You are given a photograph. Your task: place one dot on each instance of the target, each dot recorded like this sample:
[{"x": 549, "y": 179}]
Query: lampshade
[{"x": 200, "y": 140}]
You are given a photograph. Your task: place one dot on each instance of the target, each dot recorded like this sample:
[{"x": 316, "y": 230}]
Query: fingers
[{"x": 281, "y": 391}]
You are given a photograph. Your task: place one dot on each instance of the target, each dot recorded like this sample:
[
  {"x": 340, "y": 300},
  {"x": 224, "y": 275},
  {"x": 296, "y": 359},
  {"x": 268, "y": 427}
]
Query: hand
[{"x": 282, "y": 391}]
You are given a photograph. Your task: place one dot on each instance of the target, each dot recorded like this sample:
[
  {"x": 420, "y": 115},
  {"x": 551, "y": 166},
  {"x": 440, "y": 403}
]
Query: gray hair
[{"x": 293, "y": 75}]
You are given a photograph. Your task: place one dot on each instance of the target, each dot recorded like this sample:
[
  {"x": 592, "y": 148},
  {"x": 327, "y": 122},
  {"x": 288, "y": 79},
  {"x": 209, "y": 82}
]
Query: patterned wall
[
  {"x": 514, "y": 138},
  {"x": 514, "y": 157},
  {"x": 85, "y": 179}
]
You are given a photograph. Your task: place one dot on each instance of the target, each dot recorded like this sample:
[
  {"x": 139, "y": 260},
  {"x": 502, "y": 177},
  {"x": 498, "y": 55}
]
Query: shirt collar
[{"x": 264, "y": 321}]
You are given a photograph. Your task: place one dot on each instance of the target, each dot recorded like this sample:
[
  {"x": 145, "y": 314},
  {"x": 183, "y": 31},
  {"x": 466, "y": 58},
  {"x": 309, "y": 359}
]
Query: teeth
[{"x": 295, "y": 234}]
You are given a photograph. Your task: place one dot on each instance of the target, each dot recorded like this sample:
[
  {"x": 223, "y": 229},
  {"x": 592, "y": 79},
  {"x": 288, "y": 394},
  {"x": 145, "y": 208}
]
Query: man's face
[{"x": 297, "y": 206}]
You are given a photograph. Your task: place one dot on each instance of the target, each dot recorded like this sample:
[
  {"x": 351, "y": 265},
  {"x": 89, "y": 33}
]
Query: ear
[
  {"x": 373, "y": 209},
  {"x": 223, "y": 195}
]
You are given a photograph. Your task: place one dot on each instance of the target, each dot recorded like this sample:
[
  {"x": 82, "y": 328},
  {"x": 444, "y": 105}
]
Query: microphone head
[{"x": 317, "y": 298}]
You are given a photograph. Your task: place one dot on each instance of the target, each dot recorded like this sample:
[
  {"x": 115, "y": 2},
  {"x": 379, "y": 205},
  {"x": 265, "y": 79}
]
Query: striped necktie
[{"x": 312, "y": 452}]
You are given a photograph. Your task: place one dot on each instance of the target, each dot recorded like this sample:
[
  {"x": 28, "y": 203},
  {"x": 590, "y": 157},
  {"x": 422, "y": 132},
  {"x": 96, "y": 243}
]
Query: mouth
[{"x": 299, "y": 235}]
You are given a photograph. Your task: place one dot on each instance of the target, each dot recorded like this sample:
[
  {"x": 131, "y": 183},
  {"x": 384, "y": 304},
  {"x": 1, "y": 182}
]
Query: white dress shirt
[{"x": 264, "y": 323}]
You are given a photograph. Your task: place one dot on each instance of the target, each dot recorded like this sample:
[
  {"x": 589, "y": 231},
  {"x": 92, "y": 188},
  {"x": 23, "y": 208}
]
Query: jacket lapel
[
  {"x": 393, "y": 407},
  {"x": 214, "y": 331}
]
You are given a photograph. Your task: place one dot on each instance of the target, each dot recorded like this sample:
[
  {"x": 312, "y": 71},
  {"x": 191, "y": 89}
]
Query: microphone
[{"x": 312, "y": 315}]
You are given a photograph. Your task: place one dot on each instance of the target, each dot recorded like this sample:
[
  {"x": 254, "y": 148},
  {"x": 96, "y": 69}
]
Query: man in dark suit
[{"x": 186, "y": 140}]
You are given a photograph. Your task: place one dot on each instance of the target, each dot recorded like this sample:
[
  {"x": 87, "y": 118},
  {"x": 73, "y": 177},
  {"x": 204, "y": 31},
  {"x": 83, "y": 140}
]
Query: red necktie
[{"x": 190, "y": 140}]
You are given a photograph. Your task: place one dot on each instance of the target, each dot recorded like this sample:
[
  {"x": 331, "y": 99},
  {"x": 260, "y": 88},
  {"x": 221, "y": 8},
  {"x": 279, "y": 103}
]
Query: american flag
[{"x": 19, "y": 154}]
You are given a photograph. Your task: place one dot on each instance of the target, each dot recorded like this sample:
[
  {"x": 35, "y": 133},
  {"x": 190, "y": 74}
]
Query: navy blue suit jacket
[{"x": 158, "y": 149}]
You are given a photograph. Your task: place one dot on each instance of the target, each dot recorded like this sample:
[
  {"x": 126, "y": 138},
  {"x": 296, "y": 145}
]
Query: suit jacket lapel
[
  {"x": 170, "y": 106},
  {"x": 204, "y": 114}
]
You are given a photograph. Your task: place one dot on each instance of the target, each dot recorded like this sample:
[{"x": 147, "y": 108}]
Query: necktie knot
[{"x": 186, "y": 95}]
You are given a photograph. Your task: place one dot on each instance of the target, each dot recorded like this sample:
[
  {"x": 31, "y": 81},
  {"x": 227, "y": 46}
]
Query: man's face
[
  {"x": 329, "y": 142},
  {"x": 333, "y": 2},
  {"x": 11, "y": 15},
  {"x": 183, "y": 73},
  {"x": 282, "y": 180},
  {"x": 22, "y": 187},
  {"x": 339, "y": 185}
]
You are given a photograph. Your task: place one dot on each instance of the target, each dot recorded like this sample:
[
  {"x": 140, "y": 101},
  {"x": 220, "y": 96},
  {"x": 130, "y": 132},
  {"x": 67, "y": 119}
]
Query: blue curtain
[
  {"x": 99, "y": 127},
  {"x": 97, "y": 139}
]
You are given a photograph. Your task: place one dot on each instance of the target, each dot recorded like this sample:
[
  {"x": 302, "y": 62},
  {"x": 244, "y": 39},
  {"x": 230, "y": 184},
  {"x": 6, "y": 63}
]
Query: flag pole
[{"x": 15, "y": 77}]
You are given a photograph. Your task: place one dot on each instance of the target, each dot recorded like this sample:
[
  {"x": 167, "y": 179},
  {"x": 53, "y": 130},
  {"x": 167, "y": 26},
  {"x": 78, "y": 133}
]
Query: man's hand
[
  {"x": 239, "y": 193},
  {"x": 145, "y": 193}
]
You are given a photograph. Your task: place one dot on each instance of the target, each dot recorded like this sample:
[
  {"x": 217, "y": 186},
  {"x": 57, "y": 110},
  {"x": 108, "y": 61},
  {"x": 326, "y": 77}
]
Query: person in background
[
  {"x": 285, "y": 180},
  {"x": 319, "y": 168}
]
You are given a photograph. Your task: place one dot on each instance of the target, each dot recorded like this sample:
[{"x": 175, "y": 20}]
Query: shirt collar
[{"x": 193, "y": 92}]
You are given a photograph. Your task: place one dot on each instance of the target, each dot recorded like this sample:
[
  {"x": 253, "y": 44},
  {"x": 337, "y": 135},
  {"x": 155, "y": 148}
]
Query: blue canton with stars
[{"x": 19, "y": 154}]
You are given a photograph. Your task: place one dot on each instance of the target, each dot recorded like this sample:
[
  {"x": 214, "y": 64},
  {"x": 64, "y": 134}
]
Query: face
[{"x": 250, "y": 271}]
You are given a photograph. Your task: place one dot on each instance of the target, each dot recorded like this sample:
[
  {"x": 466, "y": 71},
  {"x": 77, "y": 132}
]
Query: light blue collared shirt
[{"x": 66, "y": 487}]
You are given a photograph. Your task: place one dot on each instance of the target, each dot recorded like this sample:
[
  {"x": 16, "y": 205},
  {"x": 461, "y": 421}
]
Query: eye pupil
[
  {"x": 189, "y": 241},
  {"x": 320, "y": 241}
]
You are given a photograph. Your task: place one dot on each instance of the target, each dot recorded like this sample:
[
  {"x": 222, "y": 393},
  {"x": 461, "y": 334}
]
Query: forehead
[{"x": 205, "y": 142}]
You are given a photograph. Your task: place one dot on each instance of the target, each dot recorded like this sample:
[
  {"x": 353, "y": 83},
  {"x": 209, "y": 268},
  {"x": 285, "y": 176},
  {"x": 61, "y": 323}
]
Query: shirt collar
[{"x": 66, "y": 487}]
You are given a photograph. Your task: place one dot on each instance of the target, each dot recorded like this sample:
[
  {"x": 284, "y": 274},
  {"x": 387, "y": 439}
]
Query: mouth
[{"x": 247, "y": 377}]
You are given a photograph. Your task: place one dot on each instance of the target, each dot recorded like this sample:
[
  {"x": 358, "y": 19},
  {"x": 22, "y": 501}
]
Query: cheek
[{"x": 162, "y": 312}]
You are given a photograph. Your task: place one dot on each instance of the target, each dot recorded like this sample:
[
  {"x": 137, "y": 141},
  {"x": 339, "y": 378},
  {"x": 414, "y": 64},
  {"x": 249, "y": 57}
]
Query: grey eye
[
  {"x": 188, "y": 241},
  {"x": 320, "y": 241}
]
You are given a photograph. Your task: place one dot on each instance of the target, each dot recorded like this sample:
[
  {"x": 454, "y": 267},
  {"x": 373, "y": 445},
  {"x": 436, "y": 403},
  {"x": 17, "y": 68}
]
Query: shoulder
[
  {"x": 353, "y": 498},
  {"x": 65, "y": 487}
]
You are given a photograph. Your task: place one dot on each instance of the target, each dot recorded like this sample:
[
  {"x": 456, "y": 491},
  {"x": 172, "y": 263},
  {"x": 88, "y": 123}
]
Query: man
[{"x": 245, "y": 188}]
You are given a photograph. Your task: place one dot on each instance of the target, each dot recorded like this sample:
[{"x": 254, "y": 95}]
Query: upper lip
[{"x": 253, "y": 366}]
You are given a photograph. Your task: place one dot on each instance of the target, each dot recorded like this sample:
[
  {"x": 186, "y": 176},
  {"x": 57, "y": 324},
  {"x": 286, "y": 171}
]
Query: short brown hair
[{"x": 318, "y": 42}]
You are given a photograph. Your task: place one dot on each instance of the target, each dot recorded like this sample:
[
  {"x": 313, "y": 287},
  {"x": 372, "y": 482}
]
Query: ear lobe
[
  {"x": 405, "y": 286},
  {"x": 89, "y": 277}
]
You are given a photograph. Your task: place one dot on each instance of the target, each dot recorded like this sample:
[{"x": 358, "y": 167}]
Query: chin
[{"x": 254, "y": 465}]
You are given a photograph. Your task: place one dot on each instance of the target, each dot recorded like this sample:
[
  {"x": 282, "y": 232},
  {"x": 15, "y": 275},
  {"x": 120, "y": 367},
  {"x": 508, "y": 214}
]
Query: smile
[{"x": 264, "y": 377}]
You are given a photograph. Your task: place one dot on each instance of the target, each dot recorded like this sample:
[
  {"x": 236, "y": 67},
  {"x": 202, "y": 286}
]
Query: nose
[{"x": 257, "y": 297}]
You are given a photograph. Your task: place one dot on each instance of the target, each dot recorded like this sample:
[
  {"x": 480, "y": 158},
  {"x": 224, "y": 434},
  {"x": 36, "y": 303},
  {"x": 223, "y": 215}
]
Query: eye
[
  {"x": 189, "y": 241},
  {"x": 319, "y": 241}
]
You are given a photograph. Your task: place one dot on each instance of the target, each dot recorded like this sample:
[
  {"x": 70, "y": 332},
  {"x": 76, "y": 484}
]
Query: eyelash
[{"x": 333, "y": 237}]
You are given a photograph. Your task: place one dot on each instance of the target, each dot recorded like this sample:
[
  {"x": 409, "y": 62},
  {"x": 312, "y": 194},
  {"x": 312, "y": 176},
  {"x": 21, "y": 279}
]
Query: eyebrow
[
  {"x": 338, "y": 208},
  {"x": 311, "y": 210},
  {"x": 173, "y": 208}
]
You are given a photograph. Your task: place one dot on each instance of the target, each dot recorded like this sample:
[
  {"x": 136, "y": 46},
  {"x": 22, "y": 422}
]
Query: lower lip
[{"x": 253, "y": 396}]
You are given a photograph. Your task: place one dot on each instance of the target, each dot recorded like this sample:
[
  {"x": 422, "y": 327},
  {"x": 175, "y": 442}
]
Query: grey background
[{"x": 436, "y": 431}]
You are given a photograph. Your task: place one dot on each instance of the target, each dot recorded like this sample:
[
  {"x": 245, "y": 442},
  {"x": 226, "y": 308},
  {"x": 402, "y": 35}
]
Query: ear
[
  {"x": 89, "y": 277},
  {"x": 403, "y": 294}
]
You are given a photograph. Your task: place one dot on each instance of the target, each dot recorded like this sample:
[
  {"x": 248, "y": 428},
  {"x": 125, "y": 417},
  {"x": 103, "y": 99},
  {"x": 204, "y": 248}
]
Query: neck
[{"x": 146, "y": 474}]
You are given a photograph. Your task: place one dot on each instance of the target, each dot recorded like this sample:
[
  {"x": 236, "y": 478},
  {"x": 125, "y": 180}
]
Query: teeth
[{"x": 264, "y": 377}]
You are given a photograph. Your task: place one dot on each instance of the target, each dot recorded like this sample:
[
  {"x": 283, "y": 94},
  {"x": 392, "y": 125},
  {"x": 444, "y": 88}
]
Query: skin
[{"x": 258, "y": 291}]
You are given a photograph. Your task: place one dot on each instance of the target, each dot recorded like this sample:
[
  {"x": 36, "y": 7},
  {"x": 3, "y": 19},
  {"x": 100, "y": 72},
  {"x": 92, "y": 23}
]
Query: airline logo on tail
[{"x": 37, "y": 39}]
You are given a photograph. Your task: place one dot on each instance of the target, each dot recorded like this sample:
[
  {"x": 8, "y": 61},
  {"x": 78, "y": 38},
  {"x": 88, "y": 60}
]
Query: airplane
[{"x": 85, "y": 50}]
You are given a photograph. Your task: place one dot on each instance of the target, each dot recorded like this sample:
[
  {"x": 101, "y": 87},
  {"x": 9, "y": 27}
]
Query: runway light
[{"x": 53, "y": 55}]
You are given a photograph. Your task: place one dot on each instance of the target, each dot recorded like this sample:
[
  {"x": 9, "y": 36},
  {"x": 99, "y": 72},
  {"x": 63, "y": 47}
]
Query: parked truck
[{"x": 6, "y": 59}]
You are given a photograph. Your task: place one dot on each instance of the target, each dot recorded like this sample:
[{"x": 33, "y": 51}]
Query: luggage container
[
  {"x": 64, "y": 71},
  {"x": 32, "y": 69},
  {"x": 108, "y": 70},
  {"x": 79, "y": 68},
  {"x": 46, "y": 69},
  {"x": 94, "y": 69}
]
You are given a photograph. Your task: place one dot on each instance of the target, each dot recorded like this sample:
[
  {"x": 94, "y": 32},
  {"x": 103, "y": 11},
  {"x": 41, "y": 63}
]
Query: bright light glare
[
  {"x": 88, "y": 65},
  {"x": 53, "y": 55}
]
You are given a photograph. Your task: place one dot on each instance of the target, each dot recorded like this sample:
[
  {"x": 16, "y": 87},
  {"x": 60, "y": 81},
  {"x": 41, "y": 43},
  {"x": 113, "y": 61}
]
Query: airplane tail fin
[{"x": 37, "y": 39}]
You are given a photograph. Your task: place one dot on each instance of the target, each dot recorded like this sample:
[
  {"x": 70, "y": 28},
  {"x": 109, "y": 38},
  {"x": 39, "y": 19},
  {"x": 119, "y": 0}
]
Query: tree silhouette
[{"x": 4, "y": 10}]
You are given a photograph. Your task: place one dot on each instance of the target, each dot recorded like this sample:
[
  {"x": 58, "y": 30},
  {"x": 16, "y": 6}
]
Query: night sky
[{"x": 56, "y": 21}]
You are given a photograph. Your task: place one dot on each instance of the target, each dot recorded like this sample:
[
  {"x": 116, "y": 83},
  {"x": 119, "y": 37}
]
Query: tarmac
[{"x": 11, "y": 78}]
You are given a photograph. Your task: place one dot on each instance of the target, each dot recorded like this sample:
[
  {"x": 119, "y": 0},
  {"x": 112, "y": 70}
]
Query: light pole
══════════════════════════════
*TASK DIRECTIONS*: Repeat exactly the lines above, starting with the line that contains "Query: tarmac" and ending with the last line, both included, and nothing else.

*WRITTEN RESPONSE*:
Query: tarmac
[{"x": 11, "y": 78}]
You are given a photograph. Your task: place one dot on each instance of the target, each dot recorded like this sample:
[
  {"x": 119, "y": 0},
  {"x": 112, "y": 70}
]
Query: light pole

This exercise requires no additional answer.